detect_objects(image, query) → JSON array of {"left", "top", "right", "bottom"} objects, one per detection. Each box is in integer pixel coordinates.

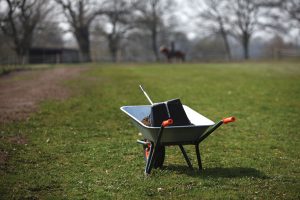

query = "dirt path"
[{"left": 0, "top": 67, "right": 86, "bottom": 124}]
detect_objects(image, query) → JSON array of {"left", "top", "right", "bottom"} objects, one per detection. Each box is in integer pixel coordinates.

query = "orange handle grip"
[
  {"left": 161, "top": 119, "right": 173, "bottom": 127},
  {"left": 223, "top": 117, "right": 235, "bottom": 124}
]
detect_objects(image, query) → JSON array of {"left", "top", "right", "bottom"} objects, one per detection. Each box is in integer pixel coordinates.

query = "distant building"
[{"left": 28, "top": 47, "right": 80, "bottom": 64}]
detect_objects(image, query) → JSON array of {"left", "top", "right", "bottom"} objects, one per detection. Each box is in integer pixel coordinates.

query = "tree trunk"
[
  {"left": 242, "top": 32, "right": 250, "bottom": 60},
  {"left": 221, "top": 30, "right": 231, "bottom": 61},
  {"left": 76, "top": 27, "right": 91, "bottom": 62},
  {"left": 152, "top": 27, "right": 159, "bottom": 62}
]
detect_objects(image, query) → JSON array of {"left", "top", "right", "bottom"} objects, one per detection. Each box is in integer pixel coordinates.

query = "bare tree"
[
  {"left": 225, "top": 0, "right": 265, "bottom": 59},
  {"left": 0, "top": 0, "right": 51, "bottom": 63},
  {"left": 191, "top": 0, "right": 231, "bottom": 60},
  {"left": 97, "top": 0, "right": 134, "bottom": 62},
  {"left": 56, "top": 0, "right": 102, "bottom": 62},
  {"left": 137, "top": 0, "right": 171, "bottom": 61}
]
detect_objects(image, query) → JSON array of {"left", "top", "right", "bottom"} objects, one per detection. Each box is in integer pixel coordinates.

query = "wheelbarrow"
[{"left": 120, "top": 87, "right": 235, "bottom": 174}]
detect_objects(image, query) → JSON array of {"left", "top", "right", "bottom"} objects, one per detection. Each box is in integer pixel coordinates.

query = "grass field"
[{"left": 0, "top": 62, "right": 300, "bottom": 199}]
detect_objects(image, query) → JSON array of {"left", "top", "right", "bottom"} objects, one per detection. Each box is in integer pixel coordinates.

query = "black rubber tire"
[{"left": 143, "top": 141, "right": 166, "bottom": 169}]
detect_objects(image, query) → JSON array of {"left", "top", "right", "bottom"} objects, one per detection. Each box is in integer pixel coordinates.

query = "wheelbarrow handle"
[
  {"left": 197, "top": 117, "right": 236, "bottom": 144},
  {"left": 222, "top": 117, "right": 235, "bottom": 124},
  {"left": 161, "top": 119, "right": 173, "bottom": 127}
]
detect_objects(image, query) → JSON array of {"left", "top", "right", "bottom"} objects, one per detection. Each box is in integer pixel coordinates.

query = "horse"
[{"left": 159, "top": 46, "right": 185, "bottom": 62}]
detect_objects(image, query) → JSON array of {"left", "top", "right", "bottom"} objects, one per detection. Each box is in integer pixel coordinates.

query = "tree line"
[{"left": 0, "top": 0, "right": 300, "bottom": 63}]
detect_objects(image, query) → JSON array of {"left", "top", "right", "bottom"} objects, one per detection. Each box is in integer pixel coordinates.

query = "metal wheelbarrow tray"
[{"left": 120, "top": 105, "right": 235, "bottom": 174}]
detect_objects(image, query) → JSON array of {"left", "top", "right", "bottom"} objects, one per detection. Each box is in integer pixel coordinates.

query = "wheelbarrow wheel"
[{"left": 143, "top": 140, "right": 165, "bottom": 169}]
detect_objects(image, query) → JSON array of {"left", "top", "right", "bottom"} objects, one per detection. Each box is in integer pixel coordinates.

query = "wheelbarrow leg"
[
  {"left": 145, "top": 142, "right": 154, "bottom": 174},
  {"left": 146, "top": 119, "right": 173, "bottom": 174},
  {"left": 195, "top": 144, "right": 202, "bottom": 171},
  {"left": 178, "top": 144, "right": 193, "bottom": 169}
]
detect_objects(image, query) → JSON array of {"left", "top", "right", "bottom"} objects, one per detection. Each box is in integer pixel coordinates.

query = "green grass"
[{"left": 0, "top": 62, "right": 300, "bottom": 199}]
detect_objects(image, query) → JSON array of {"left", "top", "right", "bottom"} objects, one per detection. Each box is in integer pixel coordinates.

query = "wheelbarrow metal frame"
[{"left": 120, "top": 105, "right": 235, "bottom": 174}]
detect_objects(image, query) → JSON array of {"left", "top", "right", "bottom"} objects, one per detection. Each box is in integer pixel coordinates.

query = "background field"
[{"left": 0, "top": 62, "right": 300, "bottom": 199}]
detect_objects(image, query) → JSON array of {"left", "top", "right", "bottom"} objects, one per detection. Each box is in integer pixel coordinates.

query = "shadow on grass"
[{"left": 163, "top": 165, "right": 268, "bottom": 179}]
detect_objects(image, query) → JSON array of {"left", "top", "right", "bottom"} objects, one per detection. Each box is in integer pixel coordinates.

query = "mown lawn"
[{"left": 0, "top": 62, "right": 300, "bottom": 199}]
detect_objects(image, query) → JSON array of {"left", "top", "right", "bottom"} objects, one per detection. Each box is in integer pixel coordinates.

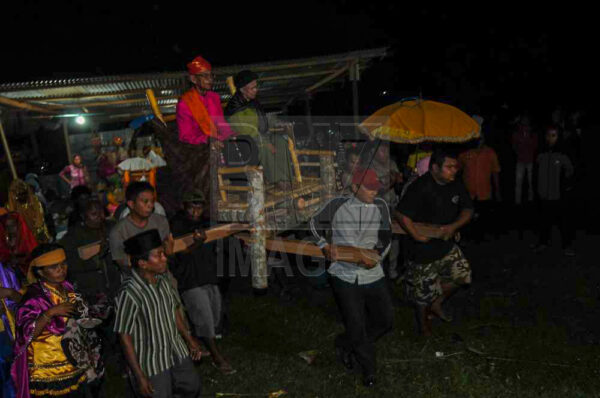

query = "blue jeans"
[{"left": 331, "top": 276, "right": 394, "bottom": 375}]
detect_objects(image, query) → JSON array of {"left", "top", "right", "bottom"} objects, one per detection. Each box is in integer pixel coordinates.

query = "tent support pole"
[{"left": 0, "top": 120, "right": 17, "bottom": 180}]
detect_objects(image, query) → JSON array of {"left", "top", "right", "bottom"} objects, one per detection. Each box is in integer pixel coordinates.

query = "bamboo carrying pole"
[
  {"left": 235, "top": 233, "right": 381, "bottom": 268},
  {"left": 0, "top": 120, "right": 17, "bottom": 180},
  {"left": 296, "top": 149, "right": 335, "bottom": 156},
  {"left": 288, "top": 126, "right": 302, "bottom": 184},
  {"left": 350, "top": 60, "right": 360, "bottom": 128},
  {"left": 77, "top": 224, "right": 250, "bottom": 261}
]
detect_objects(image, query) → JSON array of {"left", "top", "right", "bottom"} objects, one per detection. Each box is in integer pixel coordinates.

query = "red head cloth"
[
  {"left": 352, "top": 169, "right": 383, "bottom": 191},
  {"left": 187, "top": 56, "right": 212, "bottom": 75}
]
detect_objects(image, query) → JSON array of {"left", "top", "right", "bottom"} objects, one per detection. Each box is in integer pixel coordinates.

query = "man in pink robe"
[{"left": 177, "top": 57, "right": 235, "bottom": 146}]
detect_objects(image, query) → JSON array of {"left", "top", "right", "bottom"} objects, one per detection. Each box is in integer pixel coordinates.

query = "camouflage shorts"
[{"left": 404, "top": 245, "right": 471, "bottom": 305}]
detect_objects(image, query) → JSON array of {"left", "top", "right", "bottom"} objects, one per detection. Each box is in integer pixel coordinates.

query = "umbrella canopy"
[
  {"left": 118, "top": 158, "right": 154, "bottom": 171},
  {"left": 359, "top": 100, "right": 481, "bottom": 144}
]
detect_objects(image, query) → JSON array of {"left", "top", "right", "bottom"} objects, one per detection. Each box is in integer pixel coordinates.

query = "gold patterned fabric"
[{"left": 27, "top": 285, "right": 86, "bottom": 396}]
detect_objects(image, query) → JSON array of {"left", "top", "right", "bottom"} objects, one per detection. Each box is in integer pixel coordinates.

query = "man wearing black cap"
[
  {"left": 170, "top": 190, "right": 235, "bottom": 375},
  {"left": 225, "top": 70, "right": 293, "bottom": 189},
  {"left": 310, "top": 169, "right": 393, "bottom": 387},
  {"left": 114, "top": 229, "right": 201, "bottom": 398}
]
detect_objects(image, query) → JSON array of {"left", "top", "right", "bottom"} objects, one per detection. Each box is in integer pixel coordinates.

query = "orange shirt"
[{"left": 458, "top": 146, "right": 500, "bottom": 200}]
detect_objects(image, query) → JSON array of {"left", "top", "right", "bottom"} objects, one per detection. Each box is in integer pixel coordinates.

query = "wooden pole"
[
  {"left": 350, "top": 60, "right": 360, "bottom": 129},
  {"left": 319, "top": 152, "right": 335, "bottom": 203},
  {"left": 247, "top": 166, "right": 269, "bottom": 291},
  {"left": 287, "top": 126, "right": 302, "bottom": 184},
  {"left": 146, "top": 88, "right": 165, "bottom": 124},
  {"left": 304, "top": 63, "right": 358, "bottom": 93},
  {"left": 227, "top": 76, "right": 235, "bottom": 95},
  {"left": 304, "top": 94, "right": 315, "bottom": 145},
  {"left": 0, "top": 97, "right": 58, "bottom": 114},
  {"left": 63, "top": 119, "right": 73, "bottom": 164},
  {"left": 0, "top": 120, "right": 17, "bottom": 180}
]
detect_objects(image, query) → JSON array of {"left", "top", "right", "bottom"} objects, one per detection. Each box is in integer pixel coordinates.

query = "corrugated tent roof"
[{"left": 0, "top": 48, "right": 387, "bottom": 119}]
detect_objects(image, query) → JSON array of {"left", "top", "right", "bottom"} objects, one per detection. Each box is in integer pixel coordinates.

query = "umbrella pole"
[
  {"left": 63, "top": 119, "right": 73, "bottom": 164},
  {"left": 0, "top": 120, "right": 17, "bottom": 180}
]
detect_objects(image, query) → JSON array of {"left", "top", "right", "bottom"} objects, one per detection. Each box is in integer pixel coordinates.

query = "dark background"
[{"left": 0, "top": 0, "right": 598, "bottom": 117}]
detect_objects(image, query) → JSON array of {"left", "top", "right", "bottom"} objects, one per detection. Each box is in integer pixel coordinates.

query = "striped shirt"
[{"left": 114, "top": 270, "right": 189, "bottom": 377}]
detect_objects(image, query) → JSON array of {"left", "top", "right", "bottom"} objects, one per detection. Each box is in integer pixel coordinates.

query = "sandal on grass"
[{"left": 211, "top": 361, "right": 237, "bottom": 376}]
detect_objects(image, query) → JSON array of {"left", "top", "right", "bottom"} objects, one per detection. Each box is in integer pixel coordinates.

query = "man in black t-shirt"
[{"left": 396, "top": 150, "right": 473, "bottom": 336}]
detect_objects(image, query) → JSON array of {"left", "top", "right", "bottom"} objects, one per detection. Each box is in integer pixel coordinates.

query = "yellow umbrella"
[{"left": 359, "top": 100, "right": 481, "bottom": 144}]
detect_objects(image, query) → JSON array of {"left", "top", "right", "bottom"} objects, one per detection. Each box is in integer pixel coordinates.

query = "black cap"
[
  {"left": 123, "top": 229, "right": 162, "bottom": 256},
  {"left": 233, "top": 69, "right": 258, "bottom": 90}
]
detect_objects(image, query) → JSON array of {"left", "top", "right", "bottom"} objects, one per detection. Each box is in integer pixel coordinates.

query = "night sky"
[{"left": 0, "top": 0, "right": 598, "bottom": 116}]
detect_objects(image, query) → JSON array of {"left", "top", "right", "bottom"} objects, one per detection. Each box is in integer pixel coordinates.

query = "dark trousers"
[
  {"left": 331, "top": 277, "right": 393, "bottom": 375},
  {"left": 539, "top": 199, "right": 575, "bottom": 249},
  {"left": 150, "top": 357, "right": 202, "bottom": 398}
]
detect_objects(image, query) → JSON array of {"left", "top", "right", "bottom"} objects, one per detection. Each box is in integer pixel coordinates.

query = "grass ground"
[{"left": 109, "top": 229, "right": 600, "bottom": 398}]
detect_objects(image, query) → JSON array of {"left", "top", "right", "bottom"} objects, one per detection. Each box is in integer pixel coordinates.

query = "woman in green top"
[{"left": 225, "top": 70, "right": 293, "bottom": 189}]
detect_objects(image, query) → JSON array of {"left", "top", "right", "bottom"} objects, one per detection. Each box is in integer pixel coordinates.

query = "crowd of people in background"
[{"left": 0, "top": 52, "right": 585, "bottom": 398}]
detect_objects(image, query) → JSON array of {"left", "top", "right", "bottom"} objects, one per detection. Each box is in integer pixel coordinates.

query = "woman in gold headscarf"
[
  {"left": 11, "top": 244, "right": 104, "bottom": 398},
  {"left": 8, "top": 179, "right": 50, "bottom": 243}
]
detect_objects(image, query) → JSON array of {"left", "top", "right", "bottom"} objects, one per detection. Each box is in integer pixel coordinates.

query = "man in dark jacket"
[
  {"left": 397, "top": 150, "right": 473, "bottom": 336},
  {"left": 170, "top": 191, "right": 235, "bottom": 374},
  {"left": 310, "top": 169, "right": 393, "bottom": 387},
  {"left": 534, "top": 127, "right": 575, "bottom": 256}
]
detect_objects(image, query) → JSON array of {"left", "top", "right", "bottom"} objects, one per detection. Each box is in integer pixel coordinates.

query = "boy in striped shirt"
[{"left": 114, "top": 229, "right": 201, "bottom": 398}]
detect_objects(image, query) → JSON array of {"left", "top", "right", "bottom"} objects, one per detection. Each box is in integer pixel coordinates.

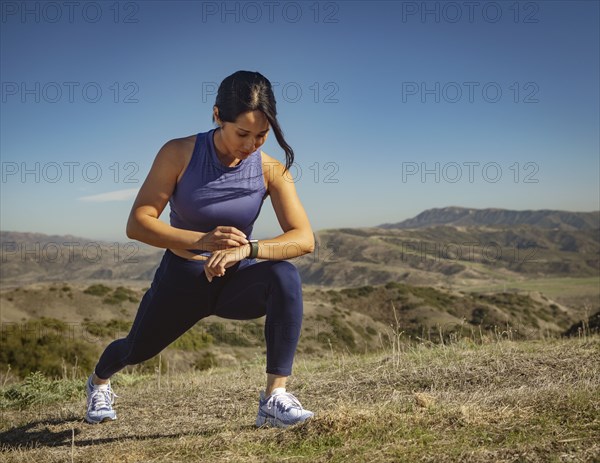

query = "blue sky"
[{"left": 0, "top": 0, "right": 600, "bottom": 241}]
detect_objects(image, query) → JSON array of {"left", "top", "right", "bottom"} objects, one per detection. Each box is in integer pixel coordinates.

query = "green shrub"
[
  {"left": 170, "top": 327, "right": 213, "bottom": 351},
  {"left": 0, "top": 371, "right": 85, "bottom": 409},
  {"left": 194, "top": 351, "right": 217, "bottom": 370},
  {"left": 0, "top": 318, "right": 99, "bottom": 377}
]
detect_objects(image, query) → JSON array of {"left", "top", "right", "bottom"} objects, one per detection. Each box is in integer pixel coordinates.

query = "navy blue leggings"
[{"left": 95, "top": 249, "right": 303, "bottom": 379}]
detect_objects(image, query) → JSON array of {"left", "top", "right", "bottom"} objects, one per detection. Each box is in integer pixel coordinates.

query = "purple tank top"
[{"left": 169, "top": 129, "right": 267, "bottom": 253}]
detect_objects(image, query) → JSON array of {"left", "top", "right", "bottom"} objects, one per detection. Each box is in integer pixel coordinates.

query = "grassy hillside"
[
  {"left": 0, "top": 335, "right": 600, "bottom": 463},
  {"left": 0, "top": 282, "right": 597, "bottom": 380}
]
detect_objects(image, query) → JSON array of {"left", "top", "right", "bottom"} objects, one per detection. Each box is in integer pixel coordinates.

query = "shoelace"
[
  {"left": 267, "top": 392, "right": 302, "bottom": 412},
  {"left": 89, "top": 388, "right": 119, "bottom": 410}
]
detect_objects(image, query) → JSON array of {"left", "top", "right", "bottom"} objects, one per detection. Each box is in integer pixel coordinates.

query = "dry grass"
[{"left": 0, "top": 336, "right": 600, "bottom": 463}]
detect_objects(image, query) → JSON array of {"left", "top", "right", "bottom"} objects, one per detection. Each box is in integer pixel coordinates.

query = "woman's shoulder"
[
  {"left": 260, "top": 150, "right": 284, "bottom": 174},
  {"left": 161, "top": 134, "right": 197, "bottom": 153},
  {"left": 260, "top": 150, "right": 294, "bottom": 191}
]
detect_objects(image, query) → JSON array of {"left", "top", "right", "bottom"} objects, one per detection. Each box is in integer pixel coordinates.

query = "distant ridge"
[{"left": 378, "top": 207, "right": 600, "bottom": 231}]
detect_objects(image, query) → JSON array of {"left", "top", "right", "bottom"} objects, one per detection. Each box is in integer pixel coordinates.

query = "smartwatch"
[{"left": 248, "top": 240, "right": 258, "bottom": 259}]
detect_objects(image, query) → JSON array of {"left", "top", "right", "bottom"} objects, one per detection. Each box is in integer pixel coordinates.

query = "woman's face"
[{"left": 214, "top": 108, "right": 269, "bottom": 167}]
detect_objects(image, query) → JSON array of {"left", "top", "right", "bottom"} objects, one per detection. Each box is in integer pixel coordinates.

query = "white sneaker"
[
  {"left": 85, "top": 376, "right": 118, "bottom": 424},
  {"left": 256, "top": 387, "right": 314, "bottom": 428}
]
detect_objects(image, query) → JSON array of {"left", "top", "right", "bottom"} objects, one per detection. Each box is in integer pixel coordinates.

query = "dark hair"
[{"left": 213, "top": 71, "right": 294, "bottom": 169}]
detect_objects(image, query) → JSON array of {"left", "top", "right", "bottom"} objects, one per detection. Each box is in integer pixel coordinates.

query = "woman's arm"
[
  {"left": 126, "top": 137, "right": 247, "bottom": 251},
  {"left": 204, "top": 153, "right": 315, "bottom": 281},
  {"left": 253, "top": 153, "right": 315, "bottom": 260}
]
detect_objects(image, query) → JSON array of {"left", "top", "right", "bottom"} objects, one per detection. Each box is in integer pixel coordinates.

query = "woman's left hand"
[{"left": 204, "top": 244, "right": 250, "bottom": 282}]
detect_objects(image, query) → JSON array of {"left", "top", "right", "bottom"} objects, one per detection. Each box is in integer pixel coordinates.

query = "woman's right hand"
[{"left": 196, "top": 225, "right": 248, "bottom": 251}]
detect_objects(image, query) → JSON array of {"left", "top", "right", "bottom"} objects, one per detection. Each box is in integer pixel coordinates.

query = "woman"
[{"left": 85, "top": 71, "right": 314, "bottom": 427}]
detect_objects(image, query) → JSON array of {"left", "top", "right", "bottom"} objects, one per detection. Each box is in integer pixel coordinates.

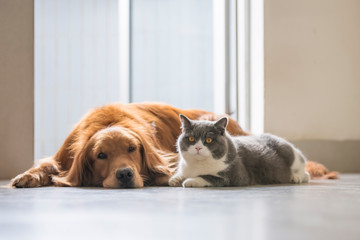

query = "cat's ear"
☆ ☆ ☆ ☆ ☆
* _What this task involves_: Please count the lines in the items above that contain the word "green" and reply with that number alone.

* _Finished answer_: 3